Data for this exercise:
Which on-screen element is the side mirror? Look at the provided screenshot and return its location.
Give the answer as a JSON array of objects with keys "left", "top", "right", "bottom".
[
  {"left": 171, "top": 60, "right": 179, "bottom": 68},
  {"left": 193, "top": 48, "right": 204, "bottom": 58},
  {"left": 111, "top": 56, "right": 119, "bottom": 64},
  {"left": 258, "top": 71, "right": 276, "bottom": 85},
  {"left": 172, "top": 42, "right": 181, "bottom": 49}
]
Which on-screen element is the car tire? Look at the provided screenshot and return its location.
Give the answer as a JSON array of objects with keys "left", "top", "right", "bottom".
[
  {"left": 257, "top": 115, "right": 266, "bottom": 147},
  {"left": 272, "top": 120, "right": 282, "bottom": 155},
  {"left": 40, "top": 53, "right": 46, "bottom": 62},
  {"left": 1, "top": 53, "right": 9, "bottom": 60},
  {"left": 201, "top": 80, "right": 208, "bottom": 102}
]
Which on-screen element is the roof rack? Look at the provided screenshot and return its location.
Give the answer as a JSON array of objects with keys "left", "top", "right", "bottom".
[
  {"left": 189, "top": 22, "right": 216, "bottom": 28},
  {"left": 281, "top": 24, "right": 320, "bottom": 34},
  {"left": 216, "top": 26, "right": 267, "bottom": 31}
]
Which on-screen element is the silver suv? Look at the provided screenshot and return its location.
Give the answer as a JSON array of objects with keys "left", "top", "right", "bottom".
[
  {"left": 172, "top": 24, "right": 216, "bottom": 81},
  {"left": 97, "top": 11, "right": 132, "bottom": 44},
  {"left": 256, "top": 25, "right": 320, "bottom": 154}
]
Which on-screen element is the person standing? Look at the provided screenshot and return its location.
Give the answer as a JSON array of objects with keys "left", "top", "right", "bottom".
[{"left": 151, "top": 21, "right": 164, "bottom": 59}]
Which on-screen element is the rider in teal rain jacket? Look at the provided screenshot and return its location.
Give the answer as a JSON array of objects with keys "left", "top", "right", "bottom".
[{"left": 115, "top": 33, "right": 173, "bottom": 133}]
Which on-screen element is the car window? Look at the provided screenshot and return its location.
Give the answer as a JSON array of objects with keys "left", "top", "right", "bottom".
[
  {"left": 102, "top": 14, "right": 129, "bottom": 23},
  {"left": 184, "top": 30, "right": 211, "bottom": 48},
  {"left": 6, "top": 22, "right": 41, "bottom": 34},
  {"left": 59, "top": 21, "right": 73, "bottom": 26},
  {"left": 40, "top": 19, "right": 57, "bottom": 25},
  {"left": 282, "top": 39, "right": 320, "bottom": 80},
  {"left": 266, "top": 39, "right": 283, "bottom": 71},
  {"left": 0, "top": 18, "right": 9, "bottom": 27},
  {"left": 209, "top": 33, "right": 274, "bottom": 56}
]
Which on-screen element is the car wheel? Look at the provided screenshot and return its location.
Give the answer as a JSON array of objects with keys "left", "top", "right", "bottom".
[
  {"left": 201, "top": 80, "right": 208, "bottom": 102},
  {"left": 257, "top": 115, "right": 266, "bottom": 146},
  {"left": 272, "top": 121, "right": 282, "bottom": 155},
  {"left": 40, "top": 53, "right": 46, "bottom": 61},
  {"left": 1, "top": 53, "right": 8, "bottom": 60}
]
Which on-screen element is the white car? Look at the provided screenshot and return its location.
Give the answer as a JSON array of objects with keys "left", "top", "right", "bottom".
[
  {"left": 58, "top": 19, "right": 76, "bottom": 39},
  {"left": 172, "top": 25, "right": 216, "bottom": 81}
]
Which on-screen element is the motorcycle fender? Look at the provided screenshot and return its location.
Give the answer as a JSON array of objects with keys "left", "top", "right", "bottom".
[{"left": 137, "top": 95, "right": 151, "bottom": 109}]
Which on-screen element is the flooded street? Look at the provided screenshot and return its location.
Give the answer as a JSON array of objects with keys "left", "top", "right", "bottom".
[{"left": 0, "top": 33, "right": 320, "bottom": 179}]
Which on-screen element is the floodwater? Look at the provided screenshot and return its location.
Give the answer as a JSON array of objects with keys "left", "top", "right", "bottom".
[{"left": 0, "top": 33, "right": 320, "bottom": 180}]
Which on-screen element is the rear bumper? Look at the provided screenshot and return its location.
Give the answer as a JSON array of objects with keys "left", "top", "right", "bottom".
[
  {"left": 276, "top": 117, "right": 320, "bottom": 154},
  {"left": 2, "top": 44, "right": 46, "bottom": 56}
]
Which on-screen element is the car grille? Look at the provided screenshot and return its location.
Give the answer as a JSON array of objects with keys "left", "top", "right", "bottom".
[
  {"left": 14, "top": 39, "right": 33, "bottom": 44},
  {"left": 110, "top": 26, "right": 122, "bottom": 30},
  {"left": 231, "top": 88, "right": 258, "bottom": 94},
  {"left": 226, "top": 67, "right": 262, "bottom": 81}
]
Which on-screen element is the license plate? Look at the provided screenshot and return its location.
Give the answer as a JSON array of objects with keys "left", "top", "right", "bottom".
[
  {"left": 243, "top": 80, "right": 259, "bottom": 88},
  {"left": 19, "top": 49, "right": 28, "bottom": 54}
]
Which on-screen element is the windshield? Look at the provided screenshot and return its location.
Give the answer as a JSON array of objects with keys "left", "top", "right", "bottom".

Set task:
Can you render all the data above as a Markdown table with two columns, Row and Text, giving each line its own numbered row and skipping any blank lines?

Exercise result:
| Row | Text |
|---|---|
| 1 | Which on-screen element is the side mirror? Look at the provided screenshot and return its location. |
| 2 | Give the answer as a JSON array of objects with keys "left", "top", "right", "bottom". |
| 3 | [ |
| 4 |   {"left": 171, "top": 60, "right": 179, "bottom": 68}, |
| 5 |   {"left": 193, "top": 48, "right": 204, "bottom": 58}, |
| 6 |   {"left": 111, "top": 56, "right": 119, "bottom": 64}, |
| 7 |   {"left": 258, "top": 71, "right": 276, "bottom": 85}, |
| 8 |   {"left": 172, "top": 42, "right": 181, "bottom": 49} |
| 9 | ] |
| 10 | Which on-screen element is the car tire? Look at the provided screenshot and return its location. |
| 11 | Give the answer as a JSON array of objects with keys "left", "top", "right", "bottom". |
| 12 | [ |
| 13 |   {"left": 257, "top": 115, "right": 266, "bottom": 147}, |
| 14 |   {"left": 272, "top": 120, "right": 282, "bottom": 155}, |
| 15 |   {"left": 40, "top": 53, "right": 46, "bottom": 62}, |
| 16 |   {"left": 1, "top": 53, "right": 9, "bottom": 60}, |
| 17 |   {"left": 201, "top": 80, "right": 208, "bottom": 102} |
| 18 | ] |
| 19 | Which on-screen element is the roof rack? Look at the provided screenshot and return its location. |
| 20 | Give the answer as a JSON array of objects with keys "left", "top", "right", "bottom". |
| 21 | [ |
| 22 |   {"left": 189, "top": 22, "right": 216, "bottom": 28}, |
| 23 |   {"left": 281, "top": 24, "right": 320, "bottom": 34}, |
| 24 |   {"left": 216, "top": 26, "right": 267, "bottom": 31} |
| 25 | ] |
| 26 | Which on-screen element is the silver suv? Look at the provided screenshot and return its location. |
| 27 | Give the answer as a JSON array of objects with keys "left", "top", "right", "bottom". |
| 28 | [ |
| 29 |   {"left": 172, "top": 24, "right": 216, "bottom": 81}, |
| 30 |   {"left": 97, "top": 11, "right": 132, "bottom": 44}, |
| 31 |   {"left": 256, "top": 25, "right": 320, "bottom": 154} |
| 32 | ] |
| 33 | Which on-screen element is the person standing? Look at the provided screenshot and return its location. |
| 34 | Give the answer as a JSON array of objects with keys "left", "top", "right", "bottom". |
| 35 | [{"left": 151, "top": 21, "right": 164, "bottom": 59}] |
| 36 | Which on-screen element is the rider in teal rain jacket? Look at the provided screenshot and return its location. |
| 37 | Give the answer as a JSON array of objects with keys "left", "top", "right", "bottom". |
| 38 | [{"left": 115, "top": 33, "right": 173, "bottom": 133}] |
| 39 | Which on-screen element is the car window? Look at the provided screenshot and return its location. |
| 40 | Give the answer as a JSON array of objects with keys "left", "top", "right", "bottom". |
| 41 | [ |
| 42 |   {"left": 102, "top": 14, "right": 129, "bottom": 23}, |
| 43 |   {"left": 184, "top": 30, "right": 211, "bottom": 48}, |
| 44 |   {"left": 6, "top": 22, "right": 41, "bottom": 34}, |
| 45 |   {"left": 59, "top": 21, "right": 73, "bottom": 26}, |
| 46 |   {"left": 40, "top": 19, "right": 57, "bottom": 25}, |
| 47 |   {"left": 282, "top": 39, "right": 320, "bottom": 80}, |
| 48 |   {"left": 266, "top": 39, "right": 283, "bottom": 71}, |
| 49 |   {"left": 0, "top": 18, "right": 9, "bottom": 27}, |
| 50 |   {"left": 209, "top": 33, "right": 274, "bottom": 56} |
| 51 | ] |
| 52 | Which on-screen element is the car wheel? Look at the provided screenshot and return its location. |
| 53 | Give the answer as a JSON array of objects with keys "left", "top", "right", "bottom". |
| 54 | [ |
| 55 |   {"left": 201, "top": 80, "right": 208, "bottom": 102}, |
| 56 |   {"left": 257, "top": 115, "right": 266, "bottom": 146}, |
| 57 |   {"left": 272, "top": 121, "right": 282, "bottom": 155}, |
| 58 |   {"left": 40, "top": 53, "right": 46, "bottom": 61}, |
| 59 |   {"left": 1, "top": 53, "right": 8, "bottom": 60} |
| 60 | ] |
| 61 | Which on-screen element is the white car? Look at the provided screenshot and return its location. |
| 62 | Give the answer as a JSON array of objects with keys "left", "top", "right", "bottom". |
| 63 | [ |
| 64 |   {"left": 58, "top": 19, "right": 76, "bottom": 39}, |
| 65 |   {"left": 172, "top": 25, "right": 216, "bottom": 81} |
| 66 | ] |
| 67 | Which on-screen element is the motorcycle fender? Look at the provided screenshot and return its location. |
| 68 | Give the answer as a JSON array of objects with keys "left", "top", "right", "bottom". |
| 69 | [{"left": 137, "top": 95, "right": 151, "bottom": 109}] |
| 70 | Which on-screen element is the flooded street? Look at the provided screenshot and return its location. |
| 71 | Give the answer as a JSON array of objects with keys "left", "top", "right", "bottom". |
| 72 | [{"left": 0, "top": 33, "right": 320, "bottom": 179}] |
| 73 | Which on-screen element is the floodwater? Look at the provided screenshot and return its location. |
| 74 | Give the answer as a JSON array of objects with keys "left", "top", "right", "bottom". |
| 75 | [{"left": 0, "top": 33, "right": 320, "bottom": 180}] |
| 76 | Which on-screen element is the rear bumper? Look at the provided screenshot and return its location. |
| 77 | Give the answer as a JSON array of objects with keys "left", "top", "right", "bottom". |
| 78 | [ |
| 79 |   {"left": 276, "top": 117, "right": 320, "bottom": 154}, |
| 80 |   {"left": 2, "top": 44, "right": 46, "bottom": 56} |
| 81 | ] |
| 82 | Which on-screen element is the car grille? Look at the provided screenshot and return its location. |
| 83 | Give the answer as a JSON array of objects with keys "left", "top", "right", "bottom". |
| 84 | [ |
| 85 |   {"left": 14, "top": 39, "right": 33, "bottom": 44}, |
| 86 |   {"left": 110, "top": 26, "right": 122, "bottom": 30}, |
| 87 |   {"left": 231, "top": 88, "right": 258, "bottom": 94}, |
| 88 |   {"left": 226, "top": 67, "right": 262, "bottom": 81} |
| 89 | ] |
| 90 | Which on-screen element is the license plate? Look at the provided screenshot and return its location. |
| 91 | Give the answer as a JSON array of objects with keys "left", "top", "right", "bottom". |
| 92 | [ |
| 93 |   {"left": 243, "top": 80, "right": 259, "bottom": 88}, |
| 94 |   {"left": 19, "top": 49, "right": 28, "bottom": 54} |
| 95 | ] |
| 96 | Which on-screen element is the windshield? Look at the provided screenshot and return its location. |
| 97 | Give the answer as a JSON array of objects with keys "left", "top", "right", "bottom". |